[Given passage Boundary: Start]
Hi Thomas,
On 04/03/2017 09:57 PM, Thomas Petazzoni wrote:
So there's a small downside to this - which I reckon will likely not stand out in grand scheme of things - still tabling it here for people to be aware of. This can potentially degrade some of the micro-benchmarks such as LMBench lat_proc shell - since there's now an additional shared library (libtirpc) to load. We spotted this back in 2015 when comparing buildroot (using libtirpc) vs. our homegrown builds (using native toolchain rpc).
How big was the performance hit?
Processor, Processes - times in microseconds - smaller is better ------------------------------------------------------------------------------ Host OS Mhz null null open slct sig sig fork exec sh call I/O stat clos TCP inst hndl proc proc proc --------- ------------- ---- ---- ---- ---- ---- ---- ---- ---- ---- ---- ---- A7-720mhz Linux 3.4.61 720 0.50 0.97 4.37 9.38 26.0 1.00 5.59 1103 5061 8432 A7-720mhz Linux 3.4.61 720 0.50 0.96 4.24 9.31 26.0 1.00 5.59 1093 5029 10.K
So ~19%
Is it just due to loading an additional library, or to internal RPC implementation aspects that differs between the uClibc built-in implementation and the libtirpc implementation?
So the thing is Busybox binary ends up being linked with 2 libs (instead of just libc.so) thus ldso loading takes more time. Now lat_proc shell ends up doing exec() of (busybox) shell and then hello world - hence the increased time.
If it's just due to loading an additional library, is this micro benchmark really representative of real-world workload? Is it really a real life situation to have very short-lived processes that need RPC support?
Hard to judge really - for a desktop/server system it probably doesn't matter - but for a typical embedded system ...
-Vineet
Best regards,
Thomas
[Given passage Boundary: End]
[Dataset excerpts Boundary: Start]
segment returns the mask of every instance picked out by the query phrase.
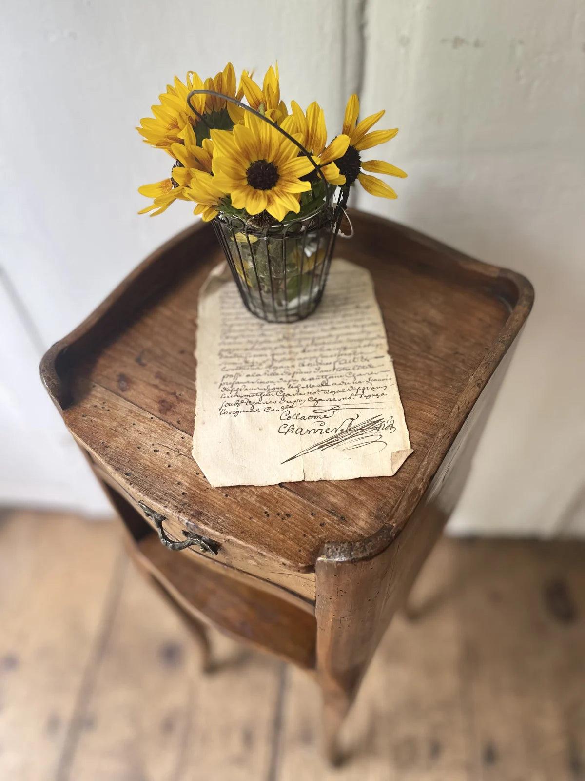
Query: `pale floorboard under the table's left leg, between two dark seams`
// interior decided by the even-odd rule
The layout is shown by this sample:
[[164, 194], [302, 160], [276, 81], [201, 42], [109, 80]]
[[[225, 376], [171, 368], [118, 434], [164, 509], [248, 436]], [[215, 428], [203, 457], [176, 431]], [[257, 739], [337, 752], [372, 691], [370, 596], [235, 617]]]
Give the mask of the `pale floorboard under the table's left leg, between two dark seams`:
[[129, 569], [69, 779], [265, 778], [278, 663], [214, 640], [225, 666], [204, 676], [189, 631]]

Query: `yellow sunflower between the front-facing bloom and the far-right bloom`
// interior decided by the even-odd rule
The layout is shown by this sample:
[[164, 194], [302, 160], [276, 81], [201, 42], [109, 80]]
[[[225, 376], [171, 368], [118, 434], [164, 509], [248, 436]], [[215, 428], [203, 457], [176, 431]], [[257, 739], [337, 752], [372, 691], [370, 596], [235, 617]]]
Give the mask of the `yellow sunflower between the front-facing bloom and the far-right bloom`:
[[[349, 136], [339, 135], [328, 146], [325, 146], [327, 128], [325, 127], [324, 112], [319, 104], [317, 102], [311, 103], [307, 114], [295, 101], [291, 101], [290, 105], [293, 112], [280, 123], [282, 130], [286, 130], [287, 133], [296, 137], [296, 140], [303, 144], [307, 152], [315, 156], [315, 162], [320, 166], [328, 182], [335, 185], [346, 184], [346, 177], [339, 172], [338, 166], [333, 161], [346, 154]], [[313, 180], [314, 176], [317, 176], [317, 173], [313, 170], [313, 173], [309, 174], [310, 180]]]

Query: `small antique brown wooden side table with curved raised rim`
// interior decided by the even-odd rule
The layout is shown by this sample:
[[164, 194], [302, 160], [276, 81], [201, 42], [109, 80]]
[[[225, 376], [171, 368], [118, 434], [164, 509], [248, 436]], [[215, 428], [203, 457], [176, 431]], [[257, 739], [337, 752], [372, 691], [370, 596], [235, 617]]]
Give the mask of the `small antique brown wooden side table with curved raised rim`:
[[374, 278], [414, 449], [394, 477], [207, 483], [190, 449], [197, 294], [222, 259], [210, 225], [151, 255], [41, 363], [135, 561], [206, 653], [208, 623], [317, 677], [334, 761], [378, 641], [461, 493], [533, 301], [519, 274], [384, 219], [352, 220], [337, 253]]

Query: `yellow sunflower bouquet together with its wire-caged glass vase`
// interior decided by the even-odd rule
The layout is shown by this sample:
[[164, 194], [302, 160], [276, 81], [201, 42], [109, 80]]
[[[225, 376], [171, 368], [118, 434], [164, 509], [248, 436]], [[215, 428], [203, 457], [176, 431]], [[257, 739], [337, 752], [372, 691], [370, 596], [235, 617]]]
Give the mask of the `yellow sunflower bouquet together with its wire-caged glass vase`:
[[398, 132], [371, 131], [383, 111], [358, 123], [352, 95], [342, 133], [328, 143], [317, 102], [305, 112], [281, 100], [278, 66], [268, 69], [262, 87], [252, 76], [244, 70], [237, 84], [230, 62], [205, 82], [193, 71], [186, 84], [175, 78], [159, 96], [154, 117], [141, 119], [137, 130], [173, 162], [167, 179], [139, 188], [152, 198], [140, 214], [192, 201], [193, 213], [213, 222], [250, 311], [291, 322], [321, 299], [349, 188], [359, 181], [373, 195], [396, 198], [371, 174], [406, 173], [361, 159]]

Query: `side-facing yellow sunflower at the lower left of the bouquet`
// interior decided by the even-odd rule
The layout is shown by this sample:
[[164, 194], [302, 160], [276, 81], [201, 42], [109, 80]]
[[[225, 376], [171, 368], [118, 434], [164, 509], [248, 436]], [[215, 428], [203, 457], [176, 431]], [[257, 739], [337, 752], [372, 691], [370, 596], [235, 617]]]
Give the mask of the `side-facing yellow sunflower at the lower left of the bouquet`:
[[153, 198], [151, 205], [141, 209], [139, 214], [152, 212], [151, 216], [154, 217], [165, 212], [178, 198], [182, 201], [198, 200], [192, 197], [191, 181], [195, 173], [206, 173], [207, 176], [210, 176], [214, 152], [213, 142], [205, 138], [203, 146], [197, 146], [195, 131], [190, 124], [187, 124], [184, 135], [183, 144], [178, 142], [171, 144], [169, 152], [176, 159], [176, 162], [172, 166], [168, 179], [154, 184], [144, 184], [143, 187], [138, 188], [141, 195]]

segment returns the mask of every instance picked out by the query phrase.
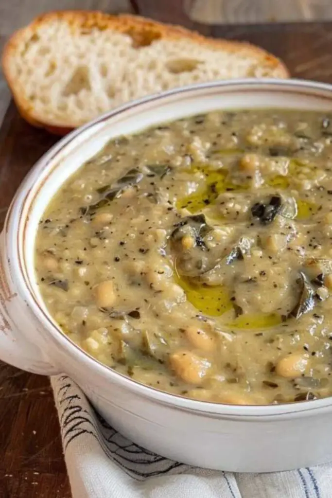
[Dataset excerpts Boundary: End]
• _Work instruction 1_: According to the libtirpc thread, in what year was the slowdown first noticed when comparing buildroot with homegrown builds?
• _Work instruction 2_: Write out the libtirpc thread word for word, everything from "Processor, Processes - times" down to "the increased time.".
The material was taken from a different source than the libtirpc thread.

• _Exercise response 1_: 2015

• _Exercise response 2_:
Processor, Processes - times in microseconds - smaller is better ------------------------------------------------------------------------------ Host OS Mhz null null open slct sig sig fork exec sh call I/O stat clos TCP inst hndl proc proc proc --------- ------------- ---- ---- ---- ---- ---- ---- ---- ---- ---- ---- ---- A7-720mhz Linux 3.4.61 720 0.50 0.97 4.37 9.38 26.0 1.00 5.59 1103 5061 8432 A7-720mhz Linux 3.4.61 720 0.50 0.96 4.24 9.31 26.0 1.00 5.59 1093 5029 10.K
So ~19%
Is it just due to loading an additional library, or to internal RPC implementation aspects that differs between the uClibc built-in implementation and the libtirpc implementation?
So the thing is Busybox binary ends up being linked with 2 libs (instead of just libc.so) thus ldso loading takes more time. Now lat_proc shell ends up doing exec() of (busybox) shell and then hello world - hence the increased time.